Task directions:
Reproduce every line of the material, requests included, starting from its beginning and going on through the line that contains "[659,195,877,519]". Multiply each bounding-box coordinate in the answers by 1.4, round to whole numbers with halves going up, and leave the pictures out.

Data items
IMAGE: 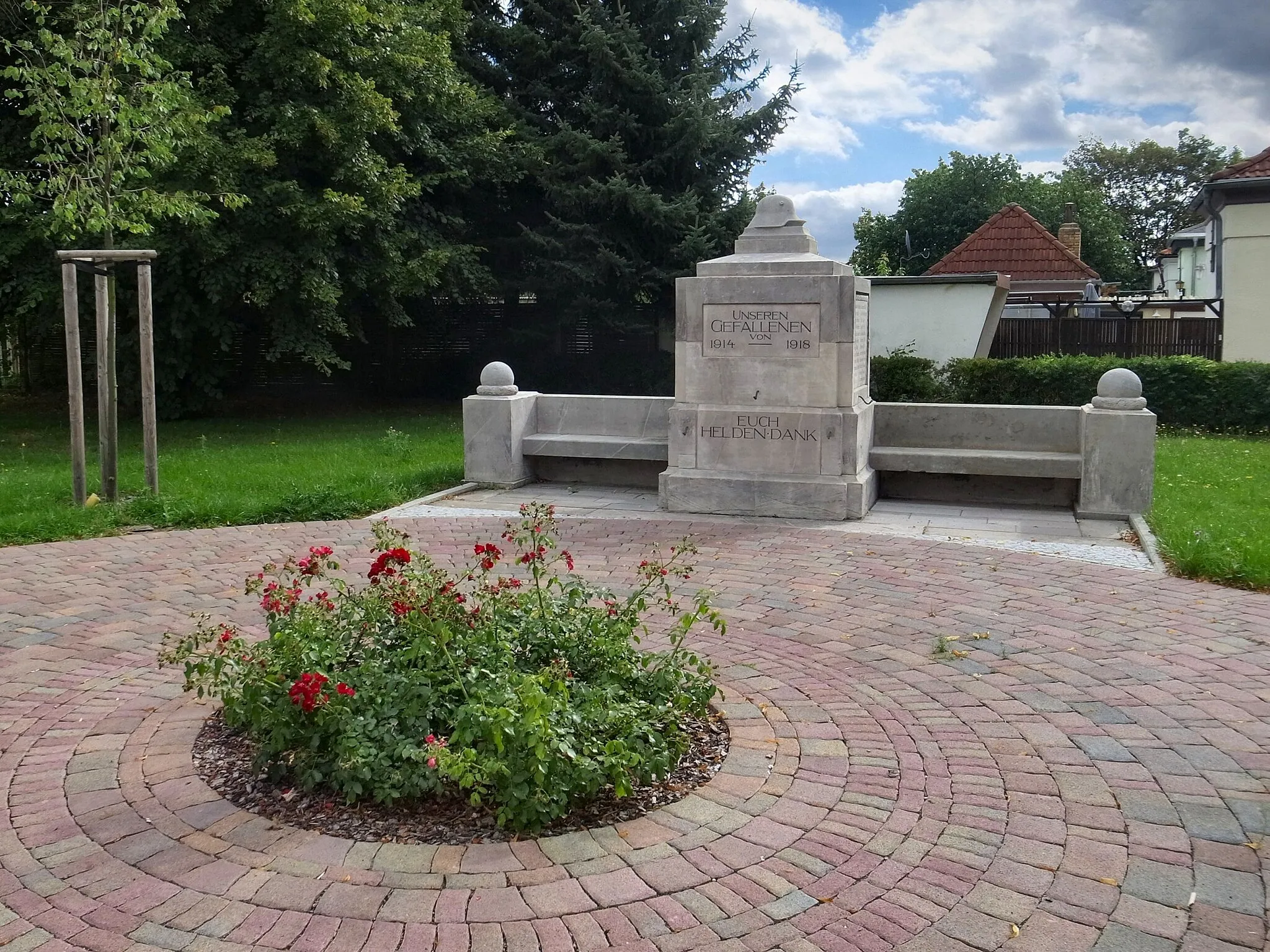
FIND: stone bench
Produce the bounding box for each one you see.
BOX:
[464,381,674,487]
[869,399,1155,515]
[464,364,1156,518]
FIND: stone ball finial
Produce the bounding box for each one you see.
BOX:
[749,195,801,228]
[1093,367,1147,410]
[476,360,521,396]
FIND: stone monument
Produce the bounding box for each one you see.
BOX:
[659,195,877,519]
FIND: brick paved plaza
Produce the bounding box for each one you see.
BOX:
[0,518,1270,952]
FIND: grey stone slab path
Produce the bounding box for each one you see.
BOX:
[376,483,1155,571]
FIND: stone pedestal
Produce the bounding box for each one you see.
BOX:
[1076,367,1156,519]
[660,195,876,519]
[464,385,538,489]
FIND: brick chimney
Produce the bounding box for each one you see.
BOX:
[1058,202,1081,257]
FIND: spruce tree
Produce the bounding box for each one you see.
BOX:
[464,0,797,323]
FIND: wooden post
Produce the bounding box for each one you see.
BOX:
[93,262,118,501]
[62,262,87,505]
[137,262,159,495]
[103,257,120,502]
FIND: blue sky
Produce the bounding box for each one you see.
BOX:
[728,0,1270,257]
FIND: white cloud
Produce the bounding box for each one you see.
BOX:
[772,179,904,262]
[729,0,1270,158]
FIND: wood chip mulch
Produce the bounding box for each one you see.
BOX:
[193,711,728,845]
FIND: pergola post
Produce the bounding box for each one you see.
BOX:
[137,262,159,495]
[93,265,120,502]
[57,249,159,505]
[62,262,87,505]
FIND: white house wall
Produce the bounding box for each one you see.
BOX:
[1220,202,1270,362]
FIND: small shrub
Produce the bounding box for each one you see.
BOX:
[870,350,1270,433]
[869,348,945,404]
[160,504,724,832]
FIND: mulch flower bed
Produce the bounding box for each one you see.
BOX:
[187,711,728,845]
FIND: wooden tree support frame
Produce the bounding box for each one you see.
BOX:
[57,249,159,505]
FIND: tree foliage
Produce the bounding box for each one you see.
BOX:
[466,0,796,321]
[1063,130,1241,278]
[851,153,1132,280]
[148,0,518,406]
[0,0,234,242]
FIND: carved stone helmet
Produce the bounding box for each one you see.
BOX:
[749,195,805,228]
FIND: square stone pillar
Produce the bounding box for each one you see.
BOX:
[660,195,877,520]
[1076,404,1156,519]
[464,381,538,489]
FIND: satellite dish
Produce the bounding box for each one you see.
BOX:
[904,228,931,262]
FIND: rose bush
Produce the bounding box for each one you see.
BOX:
[160,504,724,832]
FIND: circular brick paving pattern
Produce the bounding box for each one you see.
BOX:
[0,519,1270,952]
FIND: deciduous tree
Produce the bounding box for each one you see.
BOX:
[1063,130,1241,285]
[466,0,796,319]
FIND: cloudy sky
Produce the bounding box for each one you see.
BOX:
[729,0,1270,256]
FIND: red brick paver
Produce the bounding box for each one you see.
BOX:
[0,518,1270,952]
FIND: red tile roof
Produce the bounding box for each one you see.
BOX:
[926,205,1099,280]
[1209,148,1270,182]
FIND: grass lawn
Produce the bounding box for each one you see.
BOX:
[1147,433,1270,589]
[0,400,464,545]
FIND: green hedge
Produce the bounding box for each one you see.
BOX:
[871,353,1270,432]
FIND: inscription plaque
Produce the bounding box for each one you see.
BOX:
[701,303,820,359]
[696,410,827,473]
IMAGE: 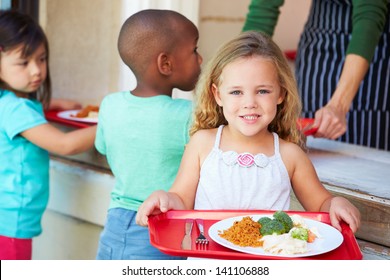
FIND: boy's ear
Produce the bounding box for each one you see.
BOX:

Exercise solution:
IMAGE: 
FIND: stone bench
Produce the bounding box for each one you see.
BOX:
[650,533,944,682]
[1217,559,1617,721]
[650,510,1618,725]
FIND: stone ball finial
Produce the bounding box for each one you see.
BOX:
[1049,273,1121,319]
[1530,514,1606,574]
[666,504,729,554]
FIND: stone monument
Produce the bounding box for each one you see.
BOX:
[923,273,1228,727]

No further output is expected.